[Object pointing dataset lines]
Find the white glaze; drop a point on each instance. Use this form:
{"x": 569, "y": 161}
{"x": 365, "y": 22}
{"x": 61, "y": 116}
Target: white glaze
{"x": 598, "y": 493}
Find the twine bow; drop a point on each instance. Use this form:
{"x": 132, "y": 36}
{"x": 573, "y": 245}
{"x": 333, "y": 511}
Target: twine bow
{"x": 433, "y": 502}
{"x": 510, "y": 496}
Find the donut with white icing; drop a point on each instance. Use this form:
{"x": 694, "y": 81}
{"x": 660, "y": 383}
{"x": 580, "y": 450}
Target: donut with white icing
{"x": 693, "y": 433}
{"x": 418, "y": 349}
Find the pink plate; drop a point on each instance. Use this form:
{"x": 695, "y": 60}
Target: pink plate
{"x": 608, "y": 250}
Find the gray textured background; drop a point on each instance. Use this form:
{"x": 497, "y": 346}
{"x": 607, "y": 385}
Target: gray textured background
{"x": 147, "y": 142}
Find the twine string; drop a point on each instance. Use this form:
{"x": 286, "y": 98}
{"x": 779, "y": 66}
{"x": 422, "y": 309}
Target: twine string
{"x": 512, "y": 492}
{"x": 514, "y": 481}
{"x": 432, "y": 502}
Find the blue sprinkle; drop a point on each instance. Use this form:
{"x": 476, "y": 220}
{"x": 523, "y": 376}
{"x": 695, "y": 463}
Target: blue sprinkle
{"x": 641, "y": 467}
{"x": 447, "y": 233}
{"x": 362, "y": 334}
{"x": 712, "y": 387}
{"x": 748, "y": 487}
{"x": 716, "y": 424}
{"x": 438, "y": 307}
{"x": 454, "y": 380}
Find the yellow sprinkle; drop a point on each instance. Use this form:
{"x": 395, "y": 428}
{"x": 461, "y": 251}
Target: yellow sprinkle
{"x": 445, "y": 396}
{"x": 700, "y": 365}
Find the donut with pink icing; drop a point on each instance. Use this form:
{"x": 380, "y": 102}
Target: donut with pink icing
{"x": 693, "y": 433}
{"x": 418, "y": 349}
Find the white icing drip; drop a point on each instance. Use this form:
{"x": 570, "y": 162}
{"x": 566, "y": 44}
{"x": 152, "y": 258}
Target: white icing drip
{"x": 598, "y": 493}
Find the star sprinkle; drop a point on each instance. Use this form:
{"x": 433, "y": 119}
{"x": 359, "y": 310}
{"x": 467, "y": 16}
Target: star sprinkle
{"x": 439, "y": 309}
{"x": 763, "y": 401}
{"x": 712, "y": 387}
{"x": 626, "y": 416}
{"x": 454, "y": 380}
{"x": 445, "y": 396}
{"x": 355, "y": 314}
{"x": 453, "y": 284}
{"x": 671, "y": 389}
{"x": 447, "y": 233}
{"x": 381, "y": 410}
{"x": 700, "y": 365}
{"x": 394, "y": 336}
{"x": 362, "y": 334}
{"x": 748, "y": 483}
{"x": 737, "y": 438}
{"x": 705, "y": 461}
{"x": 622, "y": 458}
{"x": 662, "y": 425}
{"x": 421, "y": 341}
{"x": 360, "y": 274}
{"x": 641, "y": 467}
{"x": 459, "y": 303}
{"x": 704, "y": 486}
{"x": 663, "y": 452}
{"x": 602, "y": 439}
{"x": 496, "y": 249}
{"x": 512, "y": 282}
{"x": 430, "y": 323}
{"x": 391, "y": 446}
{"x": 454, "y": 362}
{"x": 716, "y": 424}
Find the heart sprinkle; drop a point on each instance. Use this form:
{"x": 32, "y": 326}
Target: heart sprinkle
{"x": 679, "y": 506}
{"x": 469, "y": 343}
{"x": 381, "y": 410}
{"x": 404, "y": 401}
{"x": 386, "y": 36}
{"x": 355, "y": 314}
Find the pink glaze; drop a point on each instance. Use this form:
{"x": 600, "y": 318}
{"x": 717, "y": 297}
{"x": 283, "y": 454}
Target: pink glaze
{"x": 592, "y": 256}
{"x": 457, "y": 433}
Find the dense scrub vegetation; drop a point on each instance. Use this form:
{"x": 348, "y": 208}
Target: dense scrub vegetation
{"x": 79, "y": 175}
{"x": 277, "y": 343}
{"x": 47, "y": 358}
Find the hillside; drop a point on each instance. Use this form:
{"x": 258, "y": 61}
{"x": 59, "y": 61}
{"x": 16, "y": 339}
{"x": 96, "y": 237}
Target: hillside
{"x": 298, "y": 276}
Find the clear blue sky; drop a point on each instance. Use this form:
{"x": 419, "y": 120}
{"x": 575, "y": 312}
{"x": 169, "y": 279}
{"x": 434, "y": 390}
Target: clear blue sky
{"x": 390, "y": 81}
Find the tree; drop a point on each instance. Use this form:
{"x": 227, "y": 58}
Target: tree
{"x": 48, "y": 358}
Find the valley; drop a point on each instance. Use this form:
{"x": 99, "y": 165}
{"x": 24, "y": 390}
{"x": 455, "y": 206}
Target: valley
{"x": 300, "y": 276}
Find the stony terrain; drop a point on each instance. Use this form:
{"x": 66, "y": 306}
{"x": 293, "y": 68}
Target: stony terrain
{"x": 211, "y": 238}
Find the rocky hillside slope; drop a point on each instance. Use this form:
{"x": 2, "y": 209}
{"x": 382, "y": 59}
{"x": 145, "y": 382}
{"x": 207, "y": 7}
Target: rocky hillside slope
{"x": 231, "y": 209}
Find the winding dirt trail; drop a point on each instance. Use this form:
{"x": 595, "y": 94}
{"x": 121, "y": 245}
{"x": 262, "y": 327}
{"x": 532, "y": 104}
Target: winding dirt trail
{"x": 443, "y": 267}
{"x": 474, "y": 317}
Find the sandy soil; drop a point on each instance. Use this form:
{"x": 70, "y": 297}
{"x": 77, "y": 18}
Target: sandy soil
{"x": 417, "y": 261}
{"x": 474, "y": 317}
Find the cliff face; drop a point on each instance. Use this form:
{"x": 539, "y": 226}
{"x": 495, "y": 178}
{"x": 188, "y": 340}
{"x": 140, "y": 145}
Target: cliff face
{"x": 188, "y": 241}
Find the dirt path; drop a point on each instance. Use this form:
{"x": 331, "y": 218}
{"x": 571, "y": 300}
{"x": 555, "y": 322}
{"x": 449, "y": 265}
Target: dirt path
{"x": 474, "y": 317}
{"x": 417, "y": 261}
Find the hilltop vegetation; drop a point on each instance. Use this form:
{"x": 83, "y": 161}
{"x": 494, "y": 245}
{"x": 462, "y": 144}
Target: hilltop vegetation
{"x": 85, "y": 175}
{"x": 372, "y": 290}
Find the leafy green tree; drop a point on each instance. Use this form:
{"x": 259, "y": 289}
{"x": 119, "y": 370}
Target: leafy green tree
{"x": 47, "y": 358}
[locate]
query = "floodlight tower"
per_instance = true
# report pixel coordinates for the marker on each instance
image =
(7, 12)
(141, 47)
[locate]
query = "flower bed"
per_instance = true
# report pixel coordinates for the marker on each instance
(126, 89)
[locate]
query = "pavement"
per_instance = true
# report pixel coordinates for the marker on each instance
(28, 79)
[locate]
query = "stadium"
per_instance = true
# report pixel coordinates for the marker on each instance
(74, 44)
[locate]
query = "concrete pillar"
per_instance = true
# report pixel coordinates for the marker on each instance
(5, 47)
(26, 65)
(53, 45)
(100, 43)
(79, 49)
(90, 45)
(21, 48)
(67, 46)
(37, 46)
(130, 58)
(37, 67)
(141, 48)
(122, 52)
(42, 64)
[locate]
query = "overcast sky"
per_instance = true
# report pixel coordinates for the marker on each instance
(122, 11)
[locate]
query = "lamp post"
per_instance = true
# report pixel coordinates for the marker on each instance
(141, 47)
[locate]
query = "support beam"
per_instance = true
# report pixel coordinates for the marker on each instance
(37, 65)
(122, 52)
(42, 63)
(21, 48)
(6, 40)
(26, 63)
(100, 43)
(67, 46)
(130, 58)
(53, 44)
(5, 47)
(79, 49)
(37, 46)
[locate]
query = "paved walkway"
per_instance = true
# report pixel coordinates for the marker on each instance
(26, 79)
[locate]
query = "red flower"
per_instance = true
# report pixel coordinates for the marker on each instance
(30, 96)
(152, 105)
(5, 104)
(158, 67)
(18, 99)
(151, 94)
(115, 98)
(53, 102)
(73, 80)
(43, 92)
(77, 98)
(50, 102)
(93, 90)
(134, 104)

▶ _Goal_: Pick out every line above that contains the word "pink" and copy each one.

▶ _Completed exercise_:
Find the pink plate; drop a point on each instance. Use this form:
Target: pink plate
Find the donut with pink icing; drop a point on each instance. Use this form:
Target: donut with pink icing
Find the pink glaze; drop a point on each instance. Use this form:
Target: pink glaze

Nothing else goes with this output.